Heber-Katz received her B.A. in microbiology and immunology in 1969. She received her M.S. in immunology in 1972 from the University of Wisconsin-Madison while studying with Robert E. Click. Her M.S. thesis focused on the role of reducing agents as critical factors in cellular immune responses. In 1976, she earned her Ph.D. in immunology from the University of Pennsylvania, studying with D.B. Wilson.

In her thesis work, she showed that single T-cell subsets could respond to both histocompatibility antigens and environmental antigens, establishing the unity of these two branches of the immune response. She pursued postdoctoral studies at the National Institutes of Allergy and Infectious Diseases (NIAID) in the Laboratory of Immunology, under the immunologists E. Shevach, W.E. Paul, and R. Schwartz. While there, she established the first functional evidence for the formation of a molecular complex between a T-cell antigen and the MHC class Ia molecule, anticipating the crystal structure later determined for this fundamental molecular complex in T-cell biology.

At NIAID, Heber-Katz also conducted experiments that illuminated the molecular details involved in controlling interactions between T-cells and macrophages. The experiment termed the "A/5R experiment" confirmed the Determinant Selection Hypothesis, which concerned the spatial relationships between the histocompatibility I-A and I-E molecules on the surface of antigen-presenting cells, the bound antigen and the recognition structure of the T-cell receptor, contributing to the fundamental understanding of how ‘foreign’ antigens activate the adaptive immune system in mammals.

In 1976, Heber-Katz was appointed as the Assistant Professor at the Wistar Institute. In her viral studies, she developed a T-cell vaccine for the herpes virus HSV-2 that could protect subjects against lethal infection in the total absence of an antibody response. This proved for the first time that, by themselves, T-cells could protect against lethal viral infection. In her autoimmune studies, she developed the “V Region Disease Hypothesis” in showing that the same T-cell receptor in mice and rats recognized different antigens to mediate different diseases.
┄┄┄┄┄┄┄┄┄┄┄┄┄┄┄┄┄┄┄┄
REQUIREMENT
Answer these questions using the passage on Heber-Katz:
(a) From which university did she earn her Ph.D., and in what year?
(b) What was the focus of her M.S. thesis?
(c) Which virus was the T-cell vaccine she developed for?
You can ignore the lines in the dataset entries; they aren't needed.

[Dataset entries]
┄┄┄┄┄┄┄┄┄┄┄┄┄┄┄┄┄┄┄┄
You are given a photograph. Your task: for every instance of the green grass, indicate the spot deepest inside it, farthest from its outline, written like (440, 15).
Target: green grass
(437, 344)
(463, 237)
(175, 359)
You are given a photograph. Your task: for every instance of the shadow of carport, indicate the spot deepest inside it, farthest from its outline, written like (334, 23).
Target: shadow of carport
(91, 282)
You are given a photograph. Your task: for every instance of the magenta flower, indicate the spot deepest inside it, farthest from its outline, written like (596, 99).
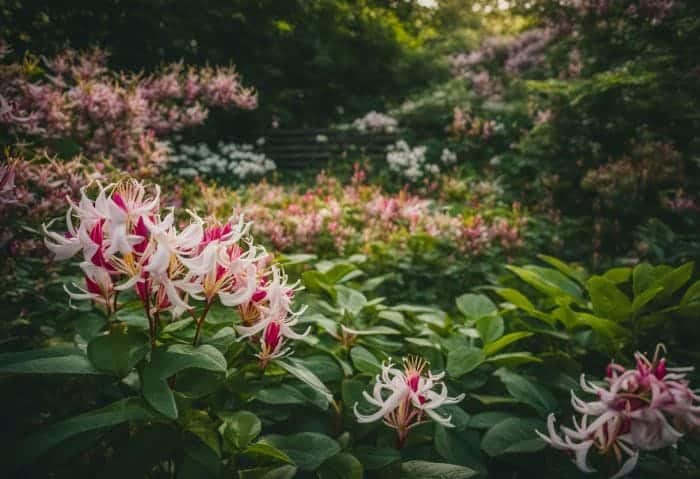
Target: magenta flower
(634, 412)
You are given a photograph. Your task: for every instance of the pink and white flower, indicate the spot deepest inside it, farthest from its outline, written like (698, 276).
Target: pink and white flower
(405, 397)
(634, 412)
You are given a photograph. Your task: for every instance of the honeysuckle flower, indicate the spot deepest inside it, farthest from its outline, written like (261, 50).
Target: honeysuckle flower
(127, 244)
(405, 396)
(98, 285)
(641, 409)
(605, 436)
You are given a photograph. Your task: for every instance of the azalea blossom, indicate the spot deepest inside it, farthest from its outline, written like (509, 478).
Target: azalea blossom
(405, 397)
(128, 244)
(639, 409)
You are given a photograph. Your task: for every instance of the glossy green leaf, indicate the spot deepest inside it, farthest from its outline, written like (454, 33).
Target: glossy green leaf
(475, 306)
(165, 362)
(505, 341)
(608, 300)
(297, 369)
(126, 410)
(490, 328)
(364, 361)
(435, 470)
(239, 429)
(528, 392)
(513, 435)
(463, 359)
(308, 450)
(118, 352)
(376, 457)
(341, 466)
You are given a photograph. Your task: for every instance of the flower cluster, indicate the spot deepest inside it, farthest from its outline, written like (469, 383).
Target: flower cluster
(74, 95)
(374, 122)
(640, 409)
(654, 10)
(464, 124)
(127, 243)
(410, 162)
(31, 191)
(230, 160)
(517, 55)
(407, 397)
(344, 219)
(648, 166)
┄┄┄┄┄┄┄┄┄┄┄┄┄┄┄┄┄┄┄┄
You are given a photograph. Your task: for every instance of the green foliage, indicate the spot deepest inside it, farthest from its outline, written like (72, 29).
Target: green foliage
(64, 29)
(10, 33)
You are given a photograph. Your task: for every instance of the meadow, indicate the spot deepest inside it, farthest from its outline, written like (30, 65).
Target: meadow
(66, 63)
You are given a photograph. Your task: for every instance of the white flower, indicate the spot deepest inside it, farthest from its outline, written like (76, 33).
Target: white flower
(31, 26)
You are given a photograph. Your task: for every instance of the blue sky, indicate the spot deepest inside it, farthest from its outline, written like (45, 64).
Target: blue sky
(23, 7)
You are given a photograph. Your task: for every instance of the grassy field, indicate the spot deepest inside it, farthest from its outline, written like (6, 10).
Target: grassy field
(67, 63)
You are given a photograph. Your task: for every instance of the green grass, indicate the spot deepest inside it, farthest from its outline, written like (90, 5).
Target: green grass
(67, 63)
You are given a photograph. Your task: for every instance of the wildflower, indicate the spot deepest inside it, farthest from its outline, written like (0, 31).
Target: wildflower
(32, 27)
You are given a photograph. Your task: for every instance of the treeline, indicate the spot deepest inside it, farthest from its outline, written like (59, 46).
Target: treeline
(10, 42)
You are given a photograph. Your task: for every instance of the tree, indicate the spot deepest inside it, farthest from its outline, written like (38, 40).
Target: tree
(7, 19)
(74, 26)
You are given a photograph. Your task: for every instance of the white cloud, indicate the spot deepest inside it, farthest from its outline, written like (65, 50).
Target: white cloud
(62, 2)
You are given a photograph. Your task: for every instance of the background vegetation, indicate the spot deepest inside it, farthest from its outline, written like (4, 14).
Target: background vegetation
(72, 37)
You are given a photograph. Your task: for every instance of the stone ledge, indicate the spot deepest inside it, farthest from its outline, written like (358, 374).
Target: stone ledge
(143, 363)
┄┄┄┄┄┄┄┄┄┄┄┄┄┄┄┄┄┄┄┄
EXERCISE SOLUTION
(a) The University of Pennsylvania, in 1976.
(b) The role of reducing agents as critical factors in cellular immune responses.
(c) The herpes virus HSV-2.